* _EXTRAIT CHOISI_:
=======

15 juillet 2008

LA GRANDE MURAILE ET LE RESTE

La wagonnette est là, le samedi matin, 5 avril, 08 h 00.
Le guide m’accueille et fait glisser la portière. Il monte à l’avant, aux côtés d’une chinoise dans la trentaine au volant.
Présentations en anglais: juste derrière moi, un étudiant néerlandais qui est en transit, en route vers le Vietnam où il va finir une maîtrise à Hanoi; un couple d’américains qui enseignent l’anglais dans un collège près de Shangai occupe le dernier siège.
Nous sortons de la capitale par une autoroute que nous n’abandonnons qu’au bout d’une demi-heure pour emprunter la rue principale d’une petite ville et une route de campagne, bordée d’arbres fruitiers en fleurs. Premier arrêt : les tombeaux des Mings. Là, je trouve un autre repère; Laurent est déjà passé par le même circuit: les arbres qui poussent dans la muraille. Avant de partir, j’ai dit à Michèle que je n’allais pas là-bas faire des photos car j’étais trop impressionné par celles que Laurent y avait prises…Reparties, nous nous arrêtons dans une boutique de jade dirigée par l’état. Au deuxième étage, j’aperçois un objet retrouvé dans ses effets personnels : une bille de jade, de la grosseur d’une balle de golf, rattachée par un ressort d’environ 8 centimètres à une poignée en jade; en balançant cette bille au-dessus d'une épule, on se masse une omoplate; il y en beaucoup à vendre en différentes teintes vertes. Cette fois, ce souvenir m’enfonce une émotion profonde dans la gorge . Je suis dans ses traces, c’est vrai; il s’est arrêté ici même et en a sélectionné un de ses souvenir utile pour touriste qui se trouve maintenant sur le dessus du piano dans le salon de la maison. Pendant des minutes, je tourne autour de ces balles de jade qui renferment jusqu’à 4 sphères sculptées par l’intérieur, s’emboîtant l’une dans l’autre; c’est l’un des plus vieux et des plus complexes artisanats du monde. Une vendeuse m’explique que celle que j’ai entre les mains représente la famille. Dommage pour elle qui ne sait pas qu’il manque une sphère à la mienne. Je ne me sens pas en mesure d’acheter quoique ce soit ici. En sortant je vois un artisan au travail qui a peut-être été photographié par Laurent.Le lunch est compris dans le forfait de cette excursion; le guide nous conduit dans la salle à manger et nous abandonne à une hôtesse; il ne mangera pas avec nous. Service à table sur un plateau tournant. Quand il revient nous chercher, il nous annonce que nous n’irons pas comme prévu au tronçon de Badaling; il y a trop de monde. Déception. Je perds la trace de Laurent.C’est samedi et il nous propose un autre site pas très éloigné : Shixiaguan.

=======

* _LIGNES DE DONNÉES_:
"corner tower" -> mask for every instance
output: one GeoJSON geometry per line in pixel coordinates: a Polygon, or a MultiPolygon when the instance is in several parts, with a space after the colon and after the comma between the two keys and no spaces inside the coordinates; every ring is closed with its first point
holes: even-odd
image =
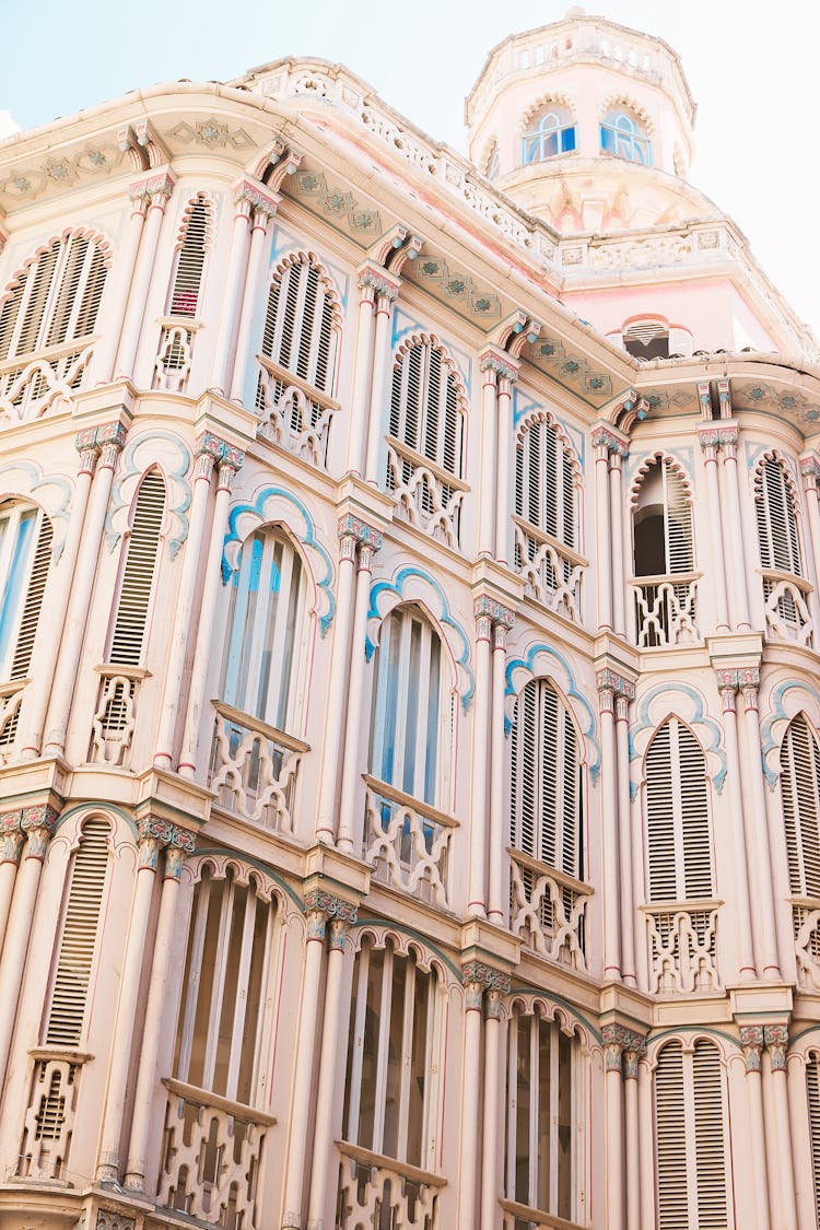
{"type": "Polygon", "coordinates": [[[714,216],[686,182],[695,111],[663,39],[573,7],[489,53],[466,101],[468,153],[564,234],[714,216]]]}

=======

* _À FAIRE_:
Rédigez la suite du récit d'excursion vers la Grande Muraille, s'il vous plaît, en partant de sa dernière phrase. Vous n'avez pas besoin des enregistrements.

* _BONNE RÉPONSE_:
Là aussi la muraille est envahi. Nous partons chacun de notre côté et devons nous retrouver à la camionnette dans 2 heures.
Je ne m’attendais pas à faire de l’escalade; les marches de pierre sont loin d’être toutes de la même hauteur; les écarts entre elles peuvent être de 15 à 40 cm. Par endroit, le passage est étroit et ne laisse place qu’à deux personnes : l’une qui descend et l’autre qui monte. Même les enfants doivent s’arrêter pour reprendre leur souffle. Il y a quatre tours, espacées d’environ 300 mètres; je m’arrêterai à la troisième.
Quoique limité par un mélange de nuages bas et de smog, le tracé de la muraille sillonne des montagnes rocailleuses et clairsemées de touffes d’arbustes en fleurs; c’est beau et apprécié par cette procession de familles chinoises de tout âge. Il n’y a pas un pourcent d’occidentaux.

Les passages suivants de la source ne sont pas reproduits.